> **MATERIAL SHOWN**:

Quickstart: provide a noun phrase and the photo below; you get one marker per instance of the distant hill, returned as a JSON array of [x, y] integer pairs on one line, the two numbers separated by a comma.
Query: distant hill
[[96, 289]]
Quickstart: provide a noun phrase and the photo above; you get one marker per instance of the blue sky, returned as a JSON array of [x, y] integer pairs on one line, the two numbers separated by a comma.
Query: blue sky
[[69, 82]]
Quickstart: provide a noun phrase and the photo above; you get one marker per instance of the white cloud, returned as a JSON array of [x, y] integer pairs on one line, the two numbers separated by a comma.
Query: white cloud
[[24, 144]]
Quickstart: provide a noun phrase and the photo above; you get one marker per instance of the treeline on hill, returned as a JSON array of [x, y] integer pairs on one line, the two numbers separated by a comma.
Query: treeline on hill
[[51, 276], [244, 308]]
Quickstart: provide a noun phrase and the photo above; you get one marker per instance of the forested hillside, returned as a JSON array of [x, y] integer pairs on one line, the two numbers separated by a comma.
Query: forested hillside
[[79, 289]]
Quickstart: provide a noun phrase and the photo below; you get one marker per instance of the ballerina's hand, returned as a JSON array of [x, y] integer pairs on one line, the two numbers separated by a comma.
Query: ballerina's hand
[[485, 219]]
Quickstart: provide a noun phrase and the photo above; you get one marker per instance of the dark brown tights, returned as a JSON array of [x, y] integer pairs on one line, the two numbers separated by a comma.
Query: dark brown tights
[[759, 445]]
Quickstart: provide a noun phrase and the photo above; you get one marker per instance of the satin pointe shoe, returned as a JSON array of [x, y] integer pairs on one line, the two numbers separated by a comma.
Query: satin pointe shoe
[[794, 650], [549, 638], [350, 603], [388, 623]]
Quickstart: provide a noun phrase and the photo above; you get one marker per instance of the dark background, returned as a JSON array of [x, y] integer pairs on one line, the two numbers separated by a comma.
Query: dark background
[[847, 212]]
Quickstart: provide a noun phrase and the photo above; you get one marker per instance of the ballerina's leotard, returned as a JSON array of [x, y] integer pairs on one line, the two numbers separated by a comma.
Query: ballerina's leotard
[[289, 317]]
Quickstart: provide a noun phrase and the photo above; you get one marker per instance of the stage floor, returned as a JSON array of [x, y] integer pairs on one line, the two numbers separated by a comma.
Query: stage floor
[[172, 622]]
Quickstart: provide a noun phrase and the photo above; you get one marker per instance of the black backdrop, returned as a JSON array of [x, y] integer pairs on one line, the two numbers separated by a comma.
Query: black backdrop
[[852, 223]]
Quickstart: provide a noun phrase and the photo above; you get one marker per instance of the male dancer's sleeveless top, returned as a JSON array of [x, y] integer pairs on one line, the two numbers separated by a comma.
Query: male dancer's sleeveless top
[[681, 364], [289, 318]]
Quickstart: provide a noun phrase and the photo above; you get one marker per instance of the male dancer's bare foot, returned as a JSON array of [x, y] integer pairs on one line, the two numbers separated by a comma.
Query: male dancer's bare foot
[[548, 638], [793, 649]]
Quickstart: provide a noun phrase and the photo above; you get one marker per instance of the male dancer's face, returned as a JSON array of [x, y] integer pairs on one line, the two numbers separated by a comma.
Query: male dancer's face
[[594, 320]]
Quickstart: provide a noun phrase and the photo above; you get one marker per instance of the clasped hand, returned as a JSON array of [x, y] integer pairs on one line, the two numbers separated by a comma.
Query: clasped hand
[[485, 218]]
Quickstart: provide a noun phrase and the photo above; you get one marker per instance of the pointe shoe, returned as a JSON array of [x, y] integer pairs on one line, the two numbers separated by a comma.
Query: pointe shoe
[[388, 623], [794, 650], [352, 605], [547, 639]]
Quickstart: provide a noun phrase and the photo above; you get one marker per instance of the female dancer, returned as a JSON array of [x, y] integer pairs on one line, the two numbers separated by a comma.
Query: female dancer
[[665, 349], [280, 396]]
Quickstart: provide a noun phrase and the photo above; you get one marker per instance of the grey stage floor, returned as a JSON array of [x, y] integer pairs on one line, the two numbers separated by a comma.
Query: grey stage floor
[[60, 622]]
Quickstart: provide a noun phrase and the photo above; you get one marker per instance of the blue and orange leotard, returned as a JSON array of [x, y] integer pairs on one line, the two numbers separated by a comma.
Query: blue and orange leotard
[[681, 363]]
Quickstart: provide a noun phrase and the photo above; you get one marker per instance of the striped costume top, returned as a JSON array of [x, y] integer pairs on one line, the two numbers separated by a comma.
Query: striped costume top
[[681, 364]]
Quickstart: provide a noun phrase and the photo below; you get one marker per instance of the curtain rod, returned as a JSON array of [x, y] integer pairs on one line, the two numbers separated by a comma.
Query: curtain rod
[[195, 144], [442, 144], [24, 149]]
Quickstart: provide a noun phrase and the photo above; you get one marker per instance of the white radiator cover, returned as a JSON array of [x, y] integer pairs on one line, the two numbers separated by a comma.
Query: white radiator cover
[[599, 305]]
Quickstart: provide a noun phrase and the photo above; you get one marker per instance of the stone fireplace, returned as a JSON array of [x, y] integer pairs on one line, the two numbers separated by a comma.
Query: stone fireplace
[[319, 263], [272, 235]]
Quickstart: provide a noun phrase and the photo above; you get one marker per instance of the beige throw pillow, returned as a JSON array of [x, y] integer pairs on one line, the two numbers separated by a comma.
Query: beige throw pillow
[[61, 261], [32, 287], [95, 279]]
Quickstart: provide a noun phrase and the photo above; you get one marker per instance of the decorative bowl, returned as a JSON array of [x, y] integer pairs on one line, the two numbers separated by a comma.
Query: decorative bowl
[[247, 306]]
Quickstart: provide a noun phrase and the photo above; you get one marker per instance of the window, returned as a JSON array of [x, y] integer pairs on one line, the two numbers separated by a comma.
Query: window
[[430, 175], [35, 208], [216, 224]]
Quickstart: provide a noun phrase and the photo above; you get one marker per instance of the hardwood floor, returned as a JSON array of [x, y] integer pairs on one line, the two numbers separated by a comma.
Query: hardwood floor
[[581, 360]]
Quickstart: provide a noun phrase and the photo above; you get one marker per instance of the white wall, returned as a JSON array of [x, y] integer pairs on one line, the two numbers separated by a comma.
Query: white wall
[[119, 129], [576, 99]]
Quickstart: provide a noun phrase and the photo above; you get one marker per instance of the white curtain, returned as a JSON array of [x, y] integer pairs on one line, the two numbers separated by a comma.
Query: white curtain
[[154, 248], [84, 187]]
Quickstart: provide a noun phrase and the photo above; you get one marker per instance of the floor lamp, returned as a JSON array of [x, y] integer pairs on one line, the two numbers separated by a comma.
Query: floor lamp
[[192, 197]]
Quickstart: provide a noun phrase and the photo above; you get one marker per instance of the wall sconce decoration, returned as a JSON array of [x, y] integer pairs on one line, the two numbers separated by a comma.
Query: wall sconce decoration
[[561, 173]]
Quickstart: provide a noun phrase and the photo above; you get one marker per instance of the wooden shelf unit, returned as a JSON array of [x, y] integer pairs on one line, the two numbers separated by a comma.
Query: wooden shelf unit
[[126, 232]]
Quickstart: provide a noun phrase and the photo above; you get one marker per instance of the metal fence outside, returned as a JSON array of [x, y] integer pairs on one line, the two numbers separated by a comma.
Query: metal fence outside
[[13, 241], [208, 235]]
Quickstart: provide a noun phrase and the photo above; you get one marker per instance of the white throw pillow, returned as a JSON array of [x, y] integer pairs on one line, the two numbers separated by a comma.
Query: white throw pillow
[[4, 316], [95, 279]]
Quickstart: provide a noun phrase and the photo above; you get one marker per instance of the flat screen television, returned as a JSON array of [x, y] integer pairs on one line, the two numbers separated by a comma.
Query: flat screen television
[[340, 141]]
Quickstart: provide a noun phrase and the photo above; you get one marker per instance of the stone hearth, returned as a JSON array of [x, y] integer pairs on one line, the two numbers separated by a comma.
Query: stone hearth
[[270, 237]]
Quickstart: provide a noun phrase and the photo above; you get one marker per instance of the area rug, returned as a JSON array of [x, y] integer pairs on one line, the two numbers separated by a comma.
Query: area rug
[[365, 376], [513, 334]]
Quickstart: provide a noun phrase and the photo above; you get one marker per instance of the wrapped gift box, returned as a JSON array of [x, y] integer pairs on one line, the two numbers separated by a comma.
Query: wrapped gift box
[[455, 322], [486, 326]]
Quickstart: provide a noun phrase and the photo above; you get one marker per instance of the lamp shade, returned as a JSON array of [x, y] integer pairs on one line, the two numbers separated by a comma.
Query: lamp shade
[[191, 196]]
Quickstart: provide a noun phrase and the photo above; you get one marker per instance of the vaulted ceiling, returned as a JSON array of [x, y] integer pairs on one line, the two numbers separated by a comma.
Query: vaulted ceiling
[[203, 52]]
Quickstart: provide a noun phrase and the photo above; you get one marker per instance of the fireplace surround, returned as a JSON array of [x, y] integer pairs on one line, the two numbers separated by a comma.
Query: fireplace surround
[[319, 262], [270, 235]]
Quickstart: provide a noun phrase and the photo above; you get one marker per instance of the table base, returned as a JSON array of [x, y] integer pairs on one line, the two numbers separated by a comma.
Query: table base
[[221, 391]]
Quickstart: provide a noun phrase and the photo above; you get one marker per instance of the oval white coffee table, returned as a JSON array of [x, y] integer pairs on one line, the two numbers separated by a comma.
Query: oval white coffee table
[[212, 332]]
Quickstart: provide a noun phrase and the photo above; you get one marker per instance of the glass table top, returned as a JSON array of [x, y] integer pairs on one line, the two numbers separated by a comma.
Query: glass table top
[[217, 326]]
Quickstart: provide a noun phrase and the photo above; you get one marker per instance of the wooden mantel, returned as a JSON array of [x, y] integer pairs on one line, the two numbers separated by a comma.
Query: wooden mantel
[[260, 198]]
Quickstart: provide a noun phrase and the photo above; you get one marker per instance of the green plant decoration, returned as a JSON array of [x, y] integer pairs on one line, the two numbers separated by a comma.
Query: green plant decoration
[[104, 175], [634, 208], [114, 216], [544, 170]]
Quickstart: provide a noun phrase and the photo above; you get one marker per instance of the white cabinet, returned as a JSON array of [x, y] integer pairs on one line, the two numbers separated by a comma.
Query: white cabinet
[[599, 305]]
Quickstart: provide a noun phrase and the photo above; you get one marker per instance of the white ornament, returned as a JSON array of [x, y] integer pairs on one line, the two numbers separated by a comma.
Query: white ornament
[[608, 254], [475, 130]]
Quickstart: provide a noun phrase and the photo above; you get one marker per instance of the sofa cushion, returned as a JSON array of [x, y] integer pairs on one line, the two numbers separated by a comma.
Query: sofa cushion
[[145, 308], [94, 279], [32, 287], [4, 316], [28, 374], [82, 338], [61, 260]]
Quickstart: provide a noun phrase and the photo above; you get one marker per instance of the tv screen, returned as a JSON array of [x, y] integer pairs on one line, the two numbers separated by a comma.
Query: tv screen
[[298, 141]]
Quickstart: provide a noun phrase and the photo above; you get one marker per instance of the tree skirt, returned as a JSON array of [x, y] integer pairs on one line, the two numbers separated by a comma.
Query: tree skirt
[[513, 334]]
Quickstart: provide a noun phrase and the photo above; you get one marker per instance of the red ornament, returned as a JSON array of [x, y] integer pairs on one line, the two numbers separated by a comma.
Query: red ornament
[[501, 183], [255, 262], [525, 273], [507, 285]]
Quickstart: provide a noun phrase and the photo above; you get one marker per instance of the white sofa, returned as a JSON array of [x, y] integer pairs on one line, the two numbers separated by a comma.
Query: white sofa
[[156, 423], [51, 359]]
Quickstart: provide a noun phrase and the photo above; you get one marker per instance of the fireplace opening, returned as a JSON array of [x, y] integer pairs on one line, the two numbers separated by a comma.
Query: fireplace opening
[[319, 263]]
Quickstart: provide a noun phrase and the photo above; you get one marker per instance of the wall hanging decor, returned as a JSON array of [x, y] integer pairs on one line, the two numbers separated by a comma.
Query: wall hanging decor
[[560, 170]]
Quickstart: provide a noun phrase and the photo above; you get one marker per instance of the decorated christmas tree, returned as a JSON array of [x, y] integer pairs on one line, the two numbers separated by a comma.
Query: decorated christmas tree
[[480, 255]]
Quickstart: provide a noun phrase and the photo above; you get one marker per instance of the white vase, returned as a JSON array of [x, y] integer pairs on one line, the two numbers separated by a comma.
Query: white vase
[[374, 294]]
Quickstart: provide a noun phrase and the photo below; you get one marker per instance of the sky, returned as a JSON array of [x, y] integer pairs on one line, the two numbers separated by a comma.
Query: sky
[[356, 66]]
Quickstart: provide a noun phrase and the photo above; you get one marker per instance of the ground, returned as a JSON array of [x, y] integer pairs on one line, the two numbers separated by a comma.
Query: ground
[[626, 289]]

> **TO DO**:
Reproduce exactly, with nothing added, the lines from the one that contains "the wall hanging" to the end of the data.

> **EXPECTED ANSWER**:
Quickstart: provide a noun phrase and the photo above; you get one marker per instance of the wall hanging decor, returned as a JSON array of [x, y] integer pairs on one line, the two numbers separated by a comma.
Query: wall hanging decor
[[560, 170]]
Quickstart: provide a noun phrase and the photo above; you get one marker per instance of the decorated christmas tree, returned as a JSON array of [x, y] integer pairs on one line, the two numbers separated by a comma.
Query: decorated christmas tree
[[480, 255]]
Quickstart: provide a noun phrase and the photo above; you get one marker per instance of the white vase, returned as a JSON array of [x, y] integer pairs on one line, the two numbers separated by a comma.
Query: white vase
[[374, 294]]
Quickstart: provide a noun phrase and the photo below; you get one marker per instance of the sky, returned as a JSON array of [x, y] integer pairs on one line, the two numbers separated by a comma.
Query: sky
[[356, 66]]
Quickstart: provide a noun phrase and the photo above; you get one marker per instance of the ground, returned as a JSON array of [x, y] integer pairs on one line, the two numbers separated by a comma.
Query: ground
[[626, 289]]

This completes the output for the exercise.